• _What is being asked_
Reproduce all entries precisely as they are written.

• _Available records_

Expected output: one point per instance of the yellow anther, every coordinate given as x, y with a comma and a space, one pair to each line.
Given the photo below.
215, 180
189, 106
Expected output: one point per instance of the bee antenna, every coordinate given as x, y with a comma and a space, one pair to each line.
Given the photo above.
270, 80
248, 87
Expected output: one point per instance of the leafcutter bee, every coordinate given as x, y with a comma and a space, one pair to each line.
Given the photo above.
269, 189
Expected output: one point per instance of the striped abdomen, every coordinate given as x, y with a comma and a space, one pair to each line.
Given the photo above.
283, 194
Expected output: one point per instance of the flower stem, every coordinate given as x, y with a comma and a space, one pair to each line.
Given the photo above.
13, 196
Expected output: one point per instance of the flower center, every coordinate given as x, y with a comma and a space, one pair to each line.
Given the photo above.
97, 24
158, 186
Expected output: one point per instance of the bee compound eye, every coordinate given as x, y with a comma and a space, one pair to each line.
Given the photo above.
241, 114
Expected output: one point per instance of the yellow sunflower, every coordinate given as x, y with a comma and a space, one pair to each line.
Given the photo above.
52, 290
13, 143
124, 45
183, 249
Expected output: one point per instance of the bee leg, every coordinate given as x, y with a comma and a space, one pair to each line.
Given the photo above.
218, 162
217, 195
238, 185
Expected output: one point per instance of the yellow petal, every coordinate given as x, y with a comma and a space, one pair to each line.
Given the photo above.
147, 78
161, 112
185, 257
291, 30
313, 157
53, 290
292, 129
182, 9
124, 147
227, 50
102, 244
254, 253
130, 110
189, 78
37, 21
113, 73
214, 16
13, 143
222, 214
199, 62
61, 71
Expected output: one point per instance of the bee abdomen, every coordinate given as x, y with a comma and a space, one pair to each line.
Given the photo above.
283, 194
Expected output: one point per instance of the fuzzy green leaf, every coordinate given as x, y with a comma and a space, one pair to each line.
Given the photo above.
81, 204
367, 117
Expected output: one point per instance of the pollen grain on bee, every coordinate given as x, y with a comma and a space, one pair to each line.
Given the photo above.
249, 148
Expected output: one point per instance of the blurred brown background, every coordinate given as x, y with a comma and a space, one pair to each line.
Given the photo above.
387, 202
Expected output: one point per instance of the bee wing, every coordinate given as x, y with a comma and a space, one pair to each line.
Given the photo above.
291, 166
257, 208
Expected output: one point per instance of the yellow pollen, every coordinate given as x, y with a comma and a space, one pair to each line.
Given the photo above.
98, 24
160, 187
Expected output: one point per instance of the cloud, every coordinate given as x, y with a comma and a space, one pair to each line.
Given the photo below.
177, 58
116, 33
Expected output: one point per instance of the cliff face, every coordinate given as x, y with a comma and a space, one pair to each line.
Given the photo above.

• _The result_
Expected output: one point per instance of the yellow anther, every coordinate given as x, y with a comma and a space, one pair to each line.
Given the photo below.
215, 180
189, 106
Expected output: one point per instance of the bee antenna, every coordinate given as x, y with a comma and a space, one pair to each line.
Given the photo above.
270, 80
248, 87
Expected output: one point per instance of the leafcutter bee, every coordinate given as x, y with a comma and a space, one pair to each line.
Given the photo above.
269, 189
Expected output: one point per instance of the striped abdomen, every coordinate given as x, y with a comma and a space, one pair to each line.
Given the photo above.
283, 194
Expected output: one point per instance of the flower stem, every coordinate given as x, y with a comma and a space, one pair to each line.
Given the photo above.
13, 196
Expected output: one point per instance of the flower center, every coordinate given as x, y with a comma and a space, one pair to each line.
Given the photo above.
97, 24
158, 186
Expected output: one point per instance of the bee compound eye, every coordinate given as x, y with a comma and a space, one pair to each line.
Given the photo above.
241, 114
Expected output: one point per instance of the yellow sunflower, every coordinate given as x, y with a comma and a space, one pair to each line.
Given the photo above.
52, 290
13, 143
124, 45
183, 249
Expected output: one point per instance of the bee leg, every coordinate given as x, y with a comma and a space, one pair to each line.
Given the photo above.
218, 162
217, 195
238, 185
Expected output: one point per instance of the yellow petal, every coordinate given as x, y with a comma and a space, one pair to each line.
Given the photo above.
147, 78
161, 112
185, 257
291, 30
313, 157
53, 290
292, 129
182, 9
124, 147
227, 50
102, 244
254, 253
130, 110
189, 78
37, 21
113, 73
214, 16
13, 143
222, 214
199, 62
61, 71
Expected output: one point per instance of the bee abdomen, every coordinate given as x, y with a comma and a space, one pair to each line.
Given the photo above.
283, 194
Expected output: one point per instance of the fuzzy green leaf, every coordinate given as x, y with a comma and a space, one pair to each line.
Given the photo above.
81, 204
367, 117
Expected output: one point per instance of the pollen grain on bee, every coordinate given as x, y with a comma and a space, one pair to each line.
Given the photo above.
249, 148
Expected output: one point per instance of the blurred brown background, every coordinate given as x, y with a comma and a space, one pair to each line.
Given the photo above.
387, 202
Expected output: one point per instance of the bee wing, every coordinate given as x, y with a comma and a space, one pair to each line.
Given the photo above.
291, 166
257, 208
Expected output: one point per instance of the yellow pollen, every coordinate given as x, y with a comma and a space, one pair to each line.
Given the photo above.
98, 24
160, 187
Expected output: one point per instance of the cloud, every coordinate given as x, y with a comma and a space, one pair to each line.
Given the photo below.
177, 58
116, 33
Expected output: one point per instance of the cliff face, every coordinate given as x, y with a comma and a space, one pair to each line.
Given the photo above.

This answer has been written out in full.